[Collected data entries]
##############################
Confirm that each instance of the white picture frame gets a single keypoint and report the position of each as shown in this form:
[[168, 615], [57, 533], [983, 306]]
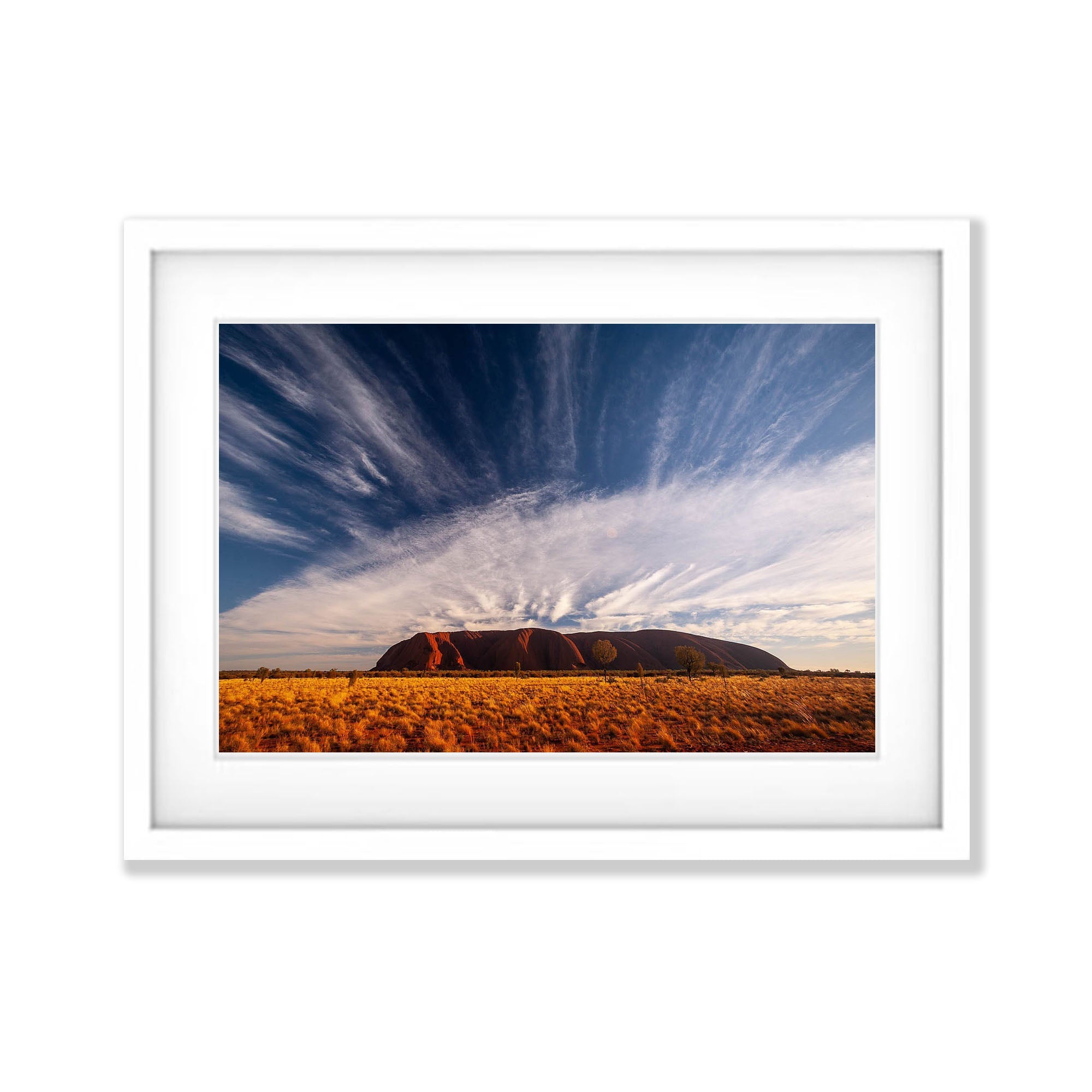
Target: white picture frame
[[949, 838]]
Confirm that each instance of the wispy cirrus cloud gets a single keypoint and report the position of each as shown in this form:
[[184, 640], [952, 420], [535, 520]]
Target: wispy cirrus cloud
[[785, 560], [241, 518]]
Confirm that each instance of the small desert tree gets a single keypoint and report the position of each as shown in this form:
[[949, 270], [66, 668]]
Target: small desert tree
[[691, 660], [603, 654]]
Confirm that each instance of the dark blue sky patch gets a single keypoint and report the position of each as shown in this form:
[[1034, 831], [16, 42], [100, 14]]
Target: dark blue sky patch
[[338, 440]]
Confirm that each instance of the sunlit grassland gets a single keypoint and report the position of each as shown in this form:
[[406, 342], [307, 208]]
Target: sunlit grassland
[[579, 714]]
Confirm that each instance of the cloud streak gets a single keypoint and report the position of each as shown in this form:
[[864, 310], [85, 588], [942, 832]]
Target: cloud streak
[[785, 560]]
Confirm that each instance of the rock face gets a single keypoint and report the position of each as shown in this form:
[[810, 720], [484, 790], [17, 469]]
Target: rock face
[[538, 650]]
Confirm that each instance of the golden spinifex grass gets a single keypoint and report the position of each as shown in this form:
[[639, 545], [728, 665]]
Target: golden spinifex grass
[[453, 714]]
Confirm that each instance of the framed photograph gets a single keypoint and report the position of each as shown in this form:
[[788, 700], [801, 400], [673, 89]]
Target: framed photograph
[[548, 540]]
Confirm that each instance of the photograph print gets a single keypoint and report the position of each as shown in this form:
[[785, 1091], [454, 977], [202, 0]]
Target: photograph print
[[548, 539]]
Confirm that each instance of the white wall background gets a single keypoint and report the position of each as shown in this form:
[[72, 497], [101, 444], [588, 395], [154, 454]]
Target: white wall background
[[330, 978]]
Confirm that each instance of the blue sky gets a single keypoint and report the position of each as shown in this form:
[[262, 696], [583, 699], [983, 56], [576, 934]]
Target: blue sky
[[382, 480]]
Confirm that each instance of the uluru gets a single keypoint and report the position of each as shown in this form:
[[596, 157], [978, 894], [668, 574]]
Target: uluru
[[537, 650]]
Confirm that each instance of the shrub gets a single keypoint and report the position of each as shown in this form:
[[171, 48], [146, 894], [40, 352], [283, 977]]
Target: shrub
[[691, 660], [603, 654]]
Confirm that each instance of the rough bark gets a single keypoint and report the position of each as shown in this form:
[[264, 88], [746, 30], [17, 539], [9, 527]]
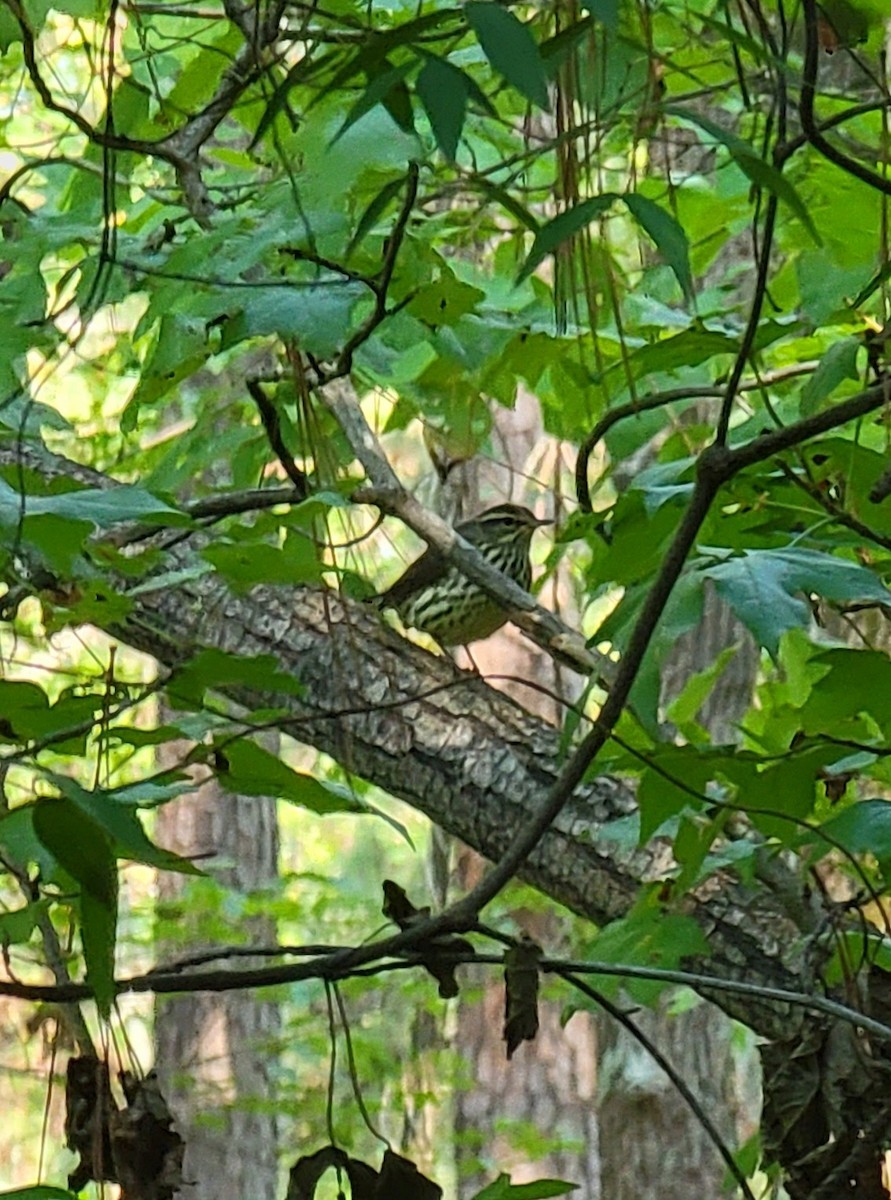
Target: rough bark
[[652, 1140], [472, 760], [548, 1085]]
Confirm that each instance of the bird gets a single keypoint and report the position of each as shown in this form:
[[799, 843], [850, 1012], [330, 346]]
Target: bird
[[438, 599]]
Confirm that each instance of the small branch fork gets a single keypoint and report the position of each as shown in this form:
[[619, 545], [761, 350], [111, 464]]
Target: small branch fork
[[327, 963]]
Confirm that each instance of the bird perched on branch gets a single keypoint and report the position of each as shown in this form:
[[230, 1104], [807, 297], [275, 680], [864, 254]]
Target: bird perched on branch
[[436, 598]]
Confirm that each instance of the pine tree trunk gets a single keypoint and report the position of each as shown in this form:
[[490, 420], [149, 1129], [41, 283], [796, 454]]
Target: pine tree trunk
[[214, 1049], [652, 1144]]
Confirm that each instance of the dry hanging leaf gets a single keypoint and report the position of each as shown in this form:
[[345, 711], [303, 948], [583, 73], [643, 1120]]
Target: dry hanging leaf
[[400, 910], [521, 993]]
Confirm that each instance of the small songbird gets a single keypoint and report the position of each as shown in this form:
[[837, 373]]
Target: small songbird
[[438, 599]]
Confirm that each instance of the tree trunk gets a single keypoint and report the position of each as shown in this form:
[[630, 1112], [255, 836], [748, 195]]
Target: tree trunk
[[214, 1050], [533, 1115], [652, 1141]]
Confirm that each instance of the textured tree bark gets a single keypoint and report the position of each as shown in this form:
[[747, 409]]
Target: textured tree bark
[[472, 760], [652, 1141], [213, 1050], [515, 1111]]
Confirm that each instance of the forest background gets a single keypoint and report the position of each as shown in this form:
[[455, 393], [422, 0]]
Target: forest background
[[283, 285]]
##############################
## Exercise directions:
Output the data exactly. Leave every picture out.

## Task solution:
Confirm that each instance of the white picture frame gets a single keypoint and report the position of each as shown in this form:
[[168, 615], [57, 533], [983, 306]]
Target: white picture frame
[[949, 838]]
Confirm that each instance of the wispy cirrus cloud gets a single keypoint and report the position of each as shown in this form:
[[184, 640], [952, 420], [535, 520]]
Target: wispy cirrus cloud
[[785, 560], [241, 518]]
Confirm that each instance of the small desert tree gets a single keypoint and report the position of each as shown in this form:
[[949, 270], [66, 668]]
Target: small desert tree
[[691, 660], [603, 654]]
Confirm that each instance of the dark blue sky patch gets a single keypoint and report the position of each as shown in this form:
[[1034, 831], [16, 42], [100, 14]]
Target: dark blue sky patch
[[338, 440]]
Confirm that each instance of the sunlit grassland gets a single keypoint and report the position of each as shown in this form:
[[406, 342], [307, 208]]
Target: sunlit grassland
[[579, 714]]
Confirm that each instance of the cloud streak gets a single keypoint and report the position of each as shown in this form:
[[864, 310], [85, 588], [942, 832]]
Target: cloud streak
[[785, 560]]
Confirm that each instance of the rock face gets a single keypoint and report the position of each as shown in this form:
[[810, 720], [484, 790], [17, 469]]
Target: rock face
[[538, 650]]
Confirm that each instance of the golden spinifex grass gets a single keypoint and report the position of each as shown in this form:
[[639, 545], [728, 665]]
Target: golden spinifex grass
[[453, 714]]
Confirm that each instance of the framed photograph gets a single keypoint and report the position of each as shown in this form:
[[788, 700], [801, 400], [673, 89]]
Target: framed photograph
[[548, 540]]
Confirm that each instance of the photograph print gets a single keypoint and report the position of each as shown in this form:
[[785, 1091], [454, 977], [202, 0]]
Target: photograph print
[[548, 539]]
Confirm that each instance of the white wall background gets a single keypoint and report the position of each as shown in this form:
[[72, 497], [101, 444], [588, 395], [154, 454]]
Target: white wall background
[[330, 978]]
Confirm that each instance of the blue sky gets a single keypoint and report the position of each as shown in this form:
[[262, 696], [583, 699], [983, 56], [576, 934]]
Target: blue sky
[[382, 480]]
Confirm that each instance of the uluru gets a single keypoint and report the position of each as shown in this form:
[[596, 157], [978, 894], [668, 574]]
Target: uluru
[[537, 650]]
Confirm that each instance of the shrub gets a single keypoint and report the position of each as shown in this form:
[[171, 48], [146, 894], [40, 352], [283, 977]]
Target: shrub
[[691, 660], [603, 654]]
Confirm that each instance of the rough bark gets a single keypoint and report the position of each as shown in this form:
[[264, 88], [746, 30], [17, 539], [9, 527]]
Target: rough bark
[[652, 1140], [472, 760], [548, 1085]]
Confirm that each instance of the bird gets a single keypoint and report the position of each as shown in this form:
[[799, 843], [850, 1012], [330, 346]]
Target: bird
[[438, 599]]
Confirm that each instance of the small branch fork gets a single keypoint and report the position of each as shown in this form:
[[619, 545], [761, 350], [111, 464]]
Target: small branch fork
[[327, 963]]
Confirm that each instance of the bird perched on branch gets a single keypoint and report the position of each as shown in this form:
[[230, 1104], [807, 297], [275, 680], [864, 254]]
Target: bird perched on branch
[[436, 598]]
Confirm that each instance of the pine tree trunk gets a single keypoint and report the position of each as shown in this form:
[[490, 420], [149, 1129], [41, 283], [796, 454]]
Target: pine tree trunk
[[214, 1049], [652, 1144]]
Confirm that each instance of the dry hanging leaf gets a single keypoint and report the position of each as shown in this form:
[[345, 711], [303, 948], [583, 73], [643, 1120]]
Target: dry hanging leaf
[[400, 910], [521, 993]]
Confirm that each instance of the small songbird gets a single keypoint and report the position of each as shown in this form:
[[837, 373]]
Target: small songbird
[[438, 599]]
Confirm that each instance of the tree trunk gets a single keypoint and report the position of each as shown in this form:
[[630, 1112], [255, 836], [748, 195]]
Target: tree trunk
[[214, 1050], [533, 1115], [652, 1141]]
Confirm that each instance of the textured tree bark gets a single keypoint and report the position of each as shown in this form:
[[747, 409]]
Target: textured tree bark
[[472, 760], [652, 1141], [213, 1050], [515, 1111]]
Confirm that each instance of the forest background gets a single keypoint and report the position of each as shown in this form:
[[455, 393], [422, 0]]
Target: forest background
[[283, 285]]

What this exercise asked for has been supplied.